TEXT SHOWN:
┌────────
6. The method of claim 5 further comprising calculating an actual superheat from the suction line refrigerant temperature and the evaporator saturation temperature; determining a target evaporator saturation temperature; and calculating a difference of evaporator saturation temperature (Dtevap) from evaporator saturation temperature and a target evaporator saturation temperature.

7. The method of claim 6 further comprising; determining a target superheat; and calculating a difference of superheat (DTsh) from the actual superheat and the target superheat.

8. The method of claim 7 where the evaporator system is being evaluated.

9. The method of claim 8 further comprising determining whether a TxV metering device or a non-TxV metering device is being tested.

10. The method of claim 9 where if the system has a TxV metering device, and the difference of evaporator saturation temperature (DTevap) is less than a predetermined value, such as −8 degrees F., and the difference of superheat (DTsh) is less than a predetermined value, such as 5 degrees F., then the system is eligible for correction.

11. The method of claim 9 where an evaporator performance parameter (Epp) is calculated as a function of the parameters DTevap (difference of evaporator saturation temperature) and Dttsh (difference of superheat).

12. The method of claim 11 where if the system has a non-TxV metering device, and the evaporator performance parameter (Epp) is less than a predetermined value, such as minus seven degrees Farenheit, then the system is eligible for correction.
└────────
DATA LINES:
┌────────
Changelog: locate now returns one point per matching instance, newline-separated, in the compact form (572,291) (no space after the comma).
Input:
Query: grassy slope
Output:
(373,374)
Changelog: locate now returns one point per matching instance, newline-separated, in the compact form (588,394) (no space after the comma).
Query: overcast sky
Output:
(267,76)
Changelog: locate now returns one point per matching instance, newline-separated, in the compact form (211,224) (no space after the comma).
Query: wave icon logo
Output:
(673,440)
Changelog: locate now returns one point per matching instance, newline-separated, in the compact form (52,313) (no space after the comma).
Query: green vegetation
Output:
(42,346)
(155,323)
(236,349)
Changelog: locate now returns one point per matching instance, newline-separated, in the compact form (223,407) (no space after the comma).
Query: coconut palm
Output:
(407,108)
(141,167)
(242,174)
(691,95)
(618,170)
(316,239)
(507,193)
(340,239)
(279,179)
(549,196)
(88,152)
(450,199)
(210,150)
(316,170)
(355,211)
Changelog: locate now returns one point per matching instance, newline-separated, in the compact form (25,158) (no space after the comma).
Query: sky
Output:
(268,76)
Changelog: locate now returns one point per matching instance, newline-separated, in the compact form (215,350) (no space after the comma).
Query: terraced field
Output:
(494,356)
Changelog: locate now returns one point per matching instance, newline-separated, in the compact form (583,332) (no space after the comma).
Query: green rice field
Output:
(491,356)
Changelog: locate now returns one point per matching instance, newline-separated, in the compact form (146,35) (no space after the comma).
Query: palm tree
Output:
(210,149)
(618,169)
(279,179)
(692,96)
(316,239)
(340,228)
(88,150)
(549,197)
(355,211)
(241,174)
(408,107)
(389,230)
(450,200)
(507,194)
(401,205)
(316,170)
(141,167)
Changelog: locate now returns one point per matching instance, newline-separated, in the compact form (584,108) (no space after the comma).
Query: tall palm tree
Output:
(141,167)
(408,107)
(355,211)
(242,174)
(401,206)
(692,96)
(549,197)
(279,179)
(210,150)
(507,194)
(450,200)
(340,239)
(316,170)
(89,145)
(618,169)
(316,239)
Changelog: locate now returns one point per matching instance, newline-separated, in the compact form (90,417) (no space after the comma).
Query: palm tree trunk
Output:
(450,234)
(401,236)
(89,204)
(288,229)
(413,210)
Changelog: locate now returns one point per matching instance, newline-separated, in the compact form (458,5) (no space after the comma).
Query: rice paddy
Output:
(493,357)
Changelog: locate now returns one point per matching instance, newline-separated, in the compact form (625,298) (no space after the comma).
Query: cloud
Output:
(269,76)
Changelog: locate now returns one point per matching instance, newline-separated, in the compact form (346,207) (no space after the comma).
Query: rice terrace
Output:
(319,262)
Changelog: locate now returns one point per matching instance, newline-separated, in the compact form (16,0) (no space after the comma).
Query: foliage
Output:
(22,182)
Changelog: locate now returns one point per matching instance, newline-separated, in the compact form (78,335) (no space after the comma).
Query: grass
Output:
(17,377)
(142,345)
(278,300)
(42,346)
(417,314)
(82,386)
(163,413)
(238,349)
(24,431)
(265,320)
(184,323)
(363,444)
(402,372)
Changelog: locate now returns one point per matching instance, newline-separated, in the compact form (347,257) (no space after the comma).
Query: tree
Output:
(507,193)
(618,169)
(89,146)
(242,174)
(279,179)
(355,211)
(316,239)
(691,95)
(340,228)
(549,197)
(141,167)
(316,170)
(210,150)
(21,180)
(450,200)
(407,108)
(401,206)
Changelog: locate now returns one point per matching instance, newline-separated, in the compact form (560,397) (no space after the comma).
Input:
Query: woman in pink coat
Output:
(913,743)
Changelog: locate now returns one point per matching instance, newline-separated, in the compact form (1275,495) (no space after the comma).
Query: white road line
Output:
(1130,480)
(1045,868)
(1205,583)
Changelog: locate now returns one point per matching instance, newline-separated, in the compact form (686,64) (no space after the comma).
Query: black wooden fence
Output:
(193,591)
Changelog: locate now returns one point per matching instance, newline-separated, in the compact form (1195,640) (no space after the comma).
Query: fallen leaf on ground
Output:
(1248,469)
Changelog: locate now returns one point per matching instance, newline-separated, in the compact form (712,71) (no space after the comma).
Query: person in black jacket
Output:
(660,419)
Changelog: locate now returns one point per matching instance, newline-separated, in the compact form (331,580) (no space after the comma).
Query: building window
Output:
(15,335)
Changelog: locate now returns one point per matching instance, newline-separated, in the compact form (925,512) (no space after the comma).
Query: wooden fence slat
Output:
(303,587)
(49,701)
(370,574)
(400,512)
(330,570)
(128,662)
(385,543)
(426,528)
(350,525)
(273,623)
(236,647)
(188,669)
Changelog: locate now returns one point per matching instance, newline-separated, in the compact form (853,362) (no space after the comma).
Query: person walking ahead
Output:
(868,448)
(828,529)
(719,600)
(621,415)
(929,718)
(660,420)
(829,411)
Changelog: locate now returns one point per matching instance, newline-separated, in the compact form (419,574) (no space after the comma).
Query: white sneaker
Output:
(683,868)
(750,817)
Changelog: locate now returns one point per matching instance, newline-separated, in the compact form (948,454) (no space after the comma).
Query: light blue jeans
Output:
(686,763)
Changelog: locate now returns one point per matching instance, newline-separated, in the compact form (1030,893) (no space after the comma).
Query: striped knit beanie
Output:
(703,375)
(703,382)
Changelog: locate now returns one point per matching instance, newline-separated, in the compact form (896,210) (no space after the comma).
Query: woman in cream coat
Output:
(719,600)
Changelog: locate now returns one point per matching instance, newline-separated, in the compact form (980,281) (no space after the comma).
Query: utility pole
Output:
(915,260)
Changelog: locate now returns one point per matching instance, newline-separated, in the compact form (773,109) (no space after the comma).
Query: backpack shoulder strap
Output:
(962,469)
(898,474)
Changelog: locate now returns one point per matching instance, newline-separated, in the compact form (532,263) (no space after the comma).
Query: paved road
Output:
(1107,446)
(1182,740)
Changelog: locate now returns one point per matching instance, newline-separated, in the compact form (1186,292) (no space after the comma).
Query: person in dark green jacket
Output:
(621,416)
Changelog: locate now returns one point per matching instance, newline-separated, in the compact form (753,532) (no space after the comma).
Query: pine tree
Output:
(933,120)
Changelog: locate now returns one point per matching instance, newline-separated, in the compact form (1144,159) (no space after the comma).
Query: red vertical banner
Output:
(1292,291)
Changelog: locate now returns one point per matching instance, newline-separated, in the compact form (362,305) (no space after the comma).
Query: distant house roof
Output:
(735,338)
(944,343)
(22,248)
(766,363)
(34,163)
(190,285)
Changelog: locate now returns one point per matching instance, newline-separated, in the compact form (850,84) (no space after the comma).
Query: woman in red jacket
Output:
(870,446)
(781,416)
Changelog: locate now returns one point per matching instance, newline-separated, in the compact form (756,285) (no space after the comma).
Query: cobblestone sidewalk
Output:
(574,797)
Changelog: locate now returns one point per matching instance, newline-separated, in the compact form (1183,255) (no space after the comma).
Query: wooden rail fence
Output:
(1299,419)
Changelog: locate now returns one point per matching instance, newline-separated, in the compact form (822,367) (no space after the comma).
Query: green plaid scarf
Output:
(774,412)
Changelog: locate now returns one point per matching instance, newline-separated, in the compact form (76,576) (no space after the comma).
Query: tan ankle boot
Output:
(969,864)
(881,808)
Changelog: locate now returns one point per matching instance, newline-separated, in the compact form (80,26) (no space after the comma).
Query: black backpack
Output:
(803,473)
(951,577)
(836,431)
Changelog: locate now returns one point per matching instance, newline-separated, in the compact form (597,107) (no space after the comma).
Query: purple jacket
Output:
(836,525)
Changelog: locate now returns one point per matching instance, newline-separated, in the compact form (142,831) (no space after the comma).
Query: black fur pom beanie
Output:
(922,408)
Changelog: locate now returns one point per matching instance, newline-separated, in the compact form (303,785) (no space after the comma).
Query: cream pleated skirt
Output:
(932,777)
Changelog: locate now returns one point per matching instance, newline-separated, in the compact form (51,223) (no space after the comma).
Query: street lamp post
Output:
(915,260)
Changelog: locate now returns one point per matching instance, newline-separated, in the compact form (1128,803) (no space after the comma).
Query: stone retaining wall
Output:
└────────
WHAT YOU WILL DO:
1/ Rewrite the paragraph of the patent claims beginning "10. The method of claim 9 where if the system has a TxV metering device" as a short list that keeps its main facts.
2/ Extend the patent claims on evaporator evaluation by writing what comes after their final sentence.
The listing isn't needed here.

EXPECTED RESULTS:
1/
Claim 10 (builds on the method of claim 9):
- The system has a TxV metering device.
- The difference of evaporator saturation temperature (DTevap) is less than a predetermined value, such as −8 degrees F.
- The difference of superheat (DTsh) is less than a predetermined value, such as 5 degrees F.
- If all of these hold, the system is eligible for correction.

2/
13. A method of evaluating the performance of a condenser in a refrigeration cycle machine, the method comprising the steps of: a) operate all compressors under full load in cooling mode for the refrigeration circuit to be tested; b) allow all compressors to reach at least a quasi-steady operating condition; c) measure condenser entering air dry-bulb temperature (Toutdoor, db); d) measure return air wet-bulb temperature (Treturn, wb); e) measure liquid line refrigerant pressure (Pcondenser) at the condenser outlet (preferred) or discharge line refrigerant pressure (Pdischarge) at the compressor outlet; f) if measuring the discharge pressure, calculate Pcondenser as Pdischarge minus 15 psi (or OEM specification for condenser pressure drop if available); g) using the liquid line pressure (Pcondenser), determine the condenser saturation temperature (Tcondenser) from the standard refrigerant saturated pressure/temperature chart; h) calculate condensing temperature over ambient (Tcoa) as the condenser saturation temperature minus the condenser entering air temperature (Tcoa=Tcondenser−Toutdoor); and i) determine target value for condensing temperature over ambient (Tcoa) from performance model, manufacturer's data or use a default value of 25° F. If Tcoa is more than a predetermined tolerance greater than the target value, such as 12 degrees F. greater, for any circuit, then the unit is eligible for a condenser correction.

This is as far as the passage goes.